YOUR TASKS:
1. Rewrite the paragraph beginning "Her grandfather, born in 1920" from the text about Councilmember Letitia Plummer as a short list that keeps its main facts.
2. Answer these questions using the text about Councilmember Letitia Plummer:
(a) In which neighborhood did Plummer grow up?
(b) Which high school did Matthew Plummer Sr. attend?
(c) In what year was Plummer elected to her first term?

SOURCE DOCUMENT:

################

Growing up in Linkwood, a neighborhood south of Brays Bayou around Buffalo Speedway, at-large City Councilmember Letitia Plummer was uniquely positioned to watch the evolution of Black leadership in Houston.
Her grandfather, born in 1920, was the son of a former slave. Matthew Plummer Sr. attended Phillis Wheatley High School in Fifth Ward and then helped train the Red Tails, a famed WWII fighter squadron of Tuskegee Airmen, before finding his true calling as a lawyer. Plummer Sr. became the first Black investigator at the Harris County district attorney’s office. Later on, when Muhammad Ali was fighting being drafted during the Vietnam War, Plummer Sr. stepped up to help him. Ali would credit him as one of the few who came to his legal aid.
“He really was a civil rights attorney,” says Plummer, who was elected to her first term in 2019. “In a lot of ways, I’m just living and working vicariously through him.”

################

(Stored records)
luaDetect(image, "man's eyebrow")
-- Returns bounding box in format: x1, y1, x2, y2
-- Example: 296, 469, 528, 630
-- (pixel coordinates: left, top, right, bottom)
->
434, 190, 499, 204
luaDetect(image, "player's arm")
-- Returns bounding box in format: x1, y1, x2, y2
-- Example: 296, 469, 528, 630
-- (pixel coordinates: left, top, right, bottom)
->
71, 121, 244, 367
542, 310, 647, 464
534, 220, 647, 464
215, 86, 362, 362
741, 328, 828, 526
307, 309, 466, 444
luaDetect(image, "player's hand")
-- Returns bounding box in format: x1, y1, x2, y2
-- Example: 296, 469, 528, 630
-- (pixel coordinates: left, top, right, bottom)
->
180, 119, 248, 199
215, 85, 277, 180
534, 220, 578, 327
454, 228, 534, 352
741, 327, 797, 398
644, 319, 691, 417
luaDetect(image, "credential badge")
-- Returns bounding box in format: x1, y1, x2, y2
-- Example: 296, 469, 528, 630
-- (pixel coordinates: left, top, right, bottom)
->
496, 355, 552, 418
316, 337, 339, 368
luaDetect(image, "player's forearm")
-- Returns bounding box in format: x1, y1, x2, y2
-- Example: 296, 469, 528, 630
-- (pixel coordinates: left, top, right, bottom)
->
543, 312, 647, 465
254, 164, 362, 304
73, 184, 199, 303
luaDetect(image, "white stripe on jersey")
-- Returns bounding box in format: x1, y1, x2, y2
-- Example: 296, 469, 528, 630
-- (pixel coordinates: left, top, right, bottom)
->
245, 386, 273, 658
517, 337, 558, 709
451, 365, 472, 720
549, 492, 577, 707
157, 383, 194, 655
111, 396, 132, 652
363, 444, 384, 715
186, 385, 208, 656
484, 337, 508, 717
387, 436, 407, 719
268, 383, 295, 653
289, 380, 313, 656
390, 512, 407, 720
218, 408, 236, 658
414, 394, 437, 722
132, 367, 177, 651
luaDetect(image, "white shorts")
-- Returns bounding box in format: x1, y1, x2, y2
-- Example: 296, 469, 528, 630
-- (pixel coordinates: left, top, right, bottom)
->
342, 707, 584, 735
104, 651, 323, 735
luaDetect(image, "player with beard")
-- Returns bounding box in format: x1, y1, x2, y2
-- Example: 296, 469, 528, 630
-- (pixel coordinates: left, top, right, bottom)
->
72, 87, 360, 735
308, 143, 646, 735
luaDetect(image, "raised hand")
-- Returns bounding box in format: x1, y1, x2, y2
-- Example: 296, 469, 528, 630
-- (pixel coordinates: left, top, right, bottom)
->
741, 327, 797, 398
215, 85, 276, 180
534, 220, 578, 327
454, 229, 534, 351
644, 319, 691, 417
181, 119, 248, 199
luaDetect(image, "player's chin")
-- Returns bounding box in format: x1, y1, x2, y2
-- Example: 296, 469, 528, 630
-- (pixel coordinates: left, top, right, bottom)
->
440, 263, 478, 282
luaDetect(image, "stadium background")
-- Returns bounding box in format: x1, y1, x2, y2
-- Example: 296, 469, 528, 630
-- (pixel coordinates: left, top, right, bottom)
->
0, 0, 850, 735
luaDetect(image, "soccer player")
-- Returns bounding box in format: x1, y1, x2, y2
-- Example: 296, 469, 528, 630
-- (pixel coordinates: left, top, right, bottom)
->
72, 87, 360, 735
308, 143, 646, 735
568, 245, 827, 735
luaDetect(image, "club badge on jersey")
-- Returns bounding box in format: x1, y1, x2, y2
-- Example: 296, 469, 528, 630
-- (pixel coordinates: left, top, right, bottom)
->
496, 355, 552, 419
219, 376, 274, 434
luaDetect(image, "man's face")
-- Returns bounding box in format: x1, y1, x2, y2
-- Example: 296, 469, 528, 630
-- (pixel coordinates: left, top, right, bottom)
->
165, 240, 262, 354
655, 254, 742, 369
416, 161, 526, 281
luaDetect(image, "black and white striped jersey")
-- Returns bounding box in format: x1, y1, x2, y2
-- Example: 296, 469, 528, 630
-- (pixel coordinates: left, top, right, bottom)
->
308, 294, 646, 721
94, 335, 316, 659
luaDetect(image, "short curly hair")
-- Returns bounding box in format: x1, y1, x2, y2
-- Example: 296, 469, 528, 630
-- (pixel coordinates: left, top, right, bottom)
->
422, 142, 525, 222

################

EXERCISE SOLUTIONS:
1.
- Matthew Plummer Sr., Plummer's grandfather, was born in 1920, the son of a former slave.
- He attended Phillis Wheatley High School in Fifth Ward.
- He helped train the Red Tails, a famed WWII fighter squadron of Tuskegee Airmen, and later became a lawyer.
- He became the first Black investigator at the Harris County district attorney's office.
- When Muhammad Ali was fighting being drafted during the Vietnam War, he stepped up to help him, and Ali credited him as one of the few who came to his legal aid.

2.
(a) Linkwood, south of Brays Bayou around Buffalo Speedway
(b) Phillis Wheatley High School in Fifth Ward
(c) 2019